Data for the task:

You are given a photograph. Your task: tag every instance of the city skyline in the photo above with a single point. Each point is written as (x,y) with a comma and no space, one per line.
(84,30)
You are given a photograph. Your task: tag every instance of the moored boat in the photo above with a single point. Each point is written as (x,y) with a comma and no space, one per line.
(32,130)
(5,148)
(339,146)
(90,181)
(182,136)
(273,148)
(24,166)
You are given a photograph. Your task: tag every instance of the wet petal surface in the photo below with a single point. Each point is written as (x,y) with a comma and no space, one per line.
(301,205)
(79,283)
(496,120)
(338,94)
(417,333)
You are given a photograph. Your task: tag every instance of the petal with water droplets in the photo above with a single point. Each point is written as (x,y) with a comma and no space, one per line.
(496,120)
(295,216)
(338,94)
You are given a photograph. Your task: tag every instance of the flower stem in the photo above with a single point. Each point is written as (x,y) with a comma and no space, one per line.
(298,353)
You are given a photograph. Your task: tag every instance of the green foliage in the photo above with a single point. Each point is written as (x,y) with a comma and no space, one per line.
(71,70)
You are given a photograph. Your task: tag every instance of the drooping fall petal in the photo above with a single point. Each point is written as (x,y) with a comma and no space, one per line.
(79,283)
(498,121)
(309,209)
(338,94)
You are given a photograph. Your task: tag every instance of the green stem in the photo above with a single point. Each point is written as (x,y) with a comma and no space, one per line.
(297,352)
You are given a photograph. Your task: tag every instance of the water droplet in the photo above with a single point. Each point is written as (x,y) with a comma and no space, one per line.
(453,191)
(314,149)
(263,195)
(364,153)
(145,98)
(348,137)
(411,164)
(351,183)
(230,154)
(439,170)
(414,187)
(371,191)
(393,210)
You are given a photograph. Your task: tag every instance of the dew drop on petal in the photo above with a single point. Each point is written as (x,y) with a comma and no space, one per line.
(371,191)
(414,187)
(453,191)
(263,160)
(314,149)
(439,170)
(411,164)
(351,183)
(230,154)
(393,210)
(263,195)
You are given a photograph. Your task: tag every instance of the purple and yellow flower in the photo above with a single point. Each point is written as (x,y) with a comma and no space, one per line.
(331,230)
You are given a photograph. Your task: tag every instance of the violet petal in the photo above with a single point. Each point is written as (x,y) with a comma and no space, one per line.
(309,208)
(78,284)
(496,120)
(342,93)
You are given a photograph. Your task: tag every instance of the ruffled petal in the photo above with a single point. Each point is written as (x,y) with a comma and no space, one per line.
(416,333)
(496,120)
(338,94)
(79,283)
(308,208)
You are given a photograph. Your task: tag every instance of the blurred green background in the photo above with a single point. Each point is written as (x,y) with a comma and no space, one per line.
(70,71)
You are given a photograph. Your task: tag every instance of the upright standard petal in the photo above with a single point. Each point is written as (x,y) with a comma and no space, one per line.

Exercise prompt:
Each entry above should be output again, precisely as given.

Result of this exercise:
You are given a photograph. Your task: tag every instance of the city skyline in the photo above with a single point. Each point is written as (x,y) with a comma and no space, one per line.
(84,30)
You are given a photograph. Your task: tag every instance of the moored boat in the photo above with a single point. Each point is written as (x,y) with a comma and no space, one per line.
(32,130)
(5,148)
(339,146)
(90,181)
(182,136)
(273,148)
(24,166)
You are given a photograph. Your task: tag every instance of the wet petal surface in the photo below with a single point. Each point is written as (x,y) with a comma and no space, one per line.
(301,205)
(79,283)
(496,120)
(338,94)
(417,333)
You are given a photograph. Your task: tag every instance of the petal with water droplets in the photo above with a single point. Each point is written as (x,y) with a comma and no space, one per line.
(496,120)
(295,216)
(338,94)
You are given a photograph. Your task: tag every instance of the flower stem in the photo above with a single point. Each point is written as (x,y) with a comma and no space, one per line.
(298,353)
You are given a photograph. Your task: tag every instance of the green foliage in the photo above with a single point. Each point is written as (x,y) with a comma and no space, one per line.
(71,70)
You are given a photograph. Your task: tag every instance of the drooping fall petal in the photo above with a single point. Each point is written as (x,y) with a comma and no space, one per line.
(79,283)
(498,121)
(309,209)
(338,94)
You are given a photograph. Your task: tag every instance of the green stem in the photo above with a single point. Each point is written as (x,y) with a comma and no space, one per line.
(297,352)
You are given a photograph. Your task: tag every instance of the water droplet in the photo above with a single point. Each point is written as (x,y) with a comma and no space, one per line.
(453,191)
(314,149)
(263,195)
(364,153)
(145,98)
(348,137)
(411,164)
(351,183)
(230,154)
(439,170)
(414,187)
(371,191)
(393,210)
You are given a photograph. Your task: tag every instance of the dew drop on petal in the photo above with a single point. Each point is written as (x,y) with a comma and no space, one per line.
(371,191)
(414,187)
(453,191)
(263,160)
(314,149)
(439,170)
(411,164)
(351,183)
(230,154)
(393,210)
(263,195)
You are given a photograph. Your task: tag every instance of the purple and yellow flower in the photo above with a single point. Each point is written as (x,y) with a comma and no space, one per line.
(331,230)
You are given a photograph. Your task: tag every instance of the violet petal in the photo above with a single point. Each point is written as (x,y) with a comma and no space, one per line.
(309,208)
(78,284)
(496,120)
(342,93)
You are given a photograph. Your task: tag every instance of the ruffled petal in the photo above with a single point. Each point is written as (x,y) with a comma and no space, one per line.
(416,333)
(496,120)
(338,94)
(79,283)
(308,208)
You are given a photograph. Your task: tag every instance of the blurred green background in the photo above with a single point. Each point is written as (x,y) with a comma and no space, one per line.
(70,71)
You are given a photograph. Your task: tag every instance of the upright standard petal in the photo above with a single point. Each point is written as (x,y) with a comma and no space, one per line.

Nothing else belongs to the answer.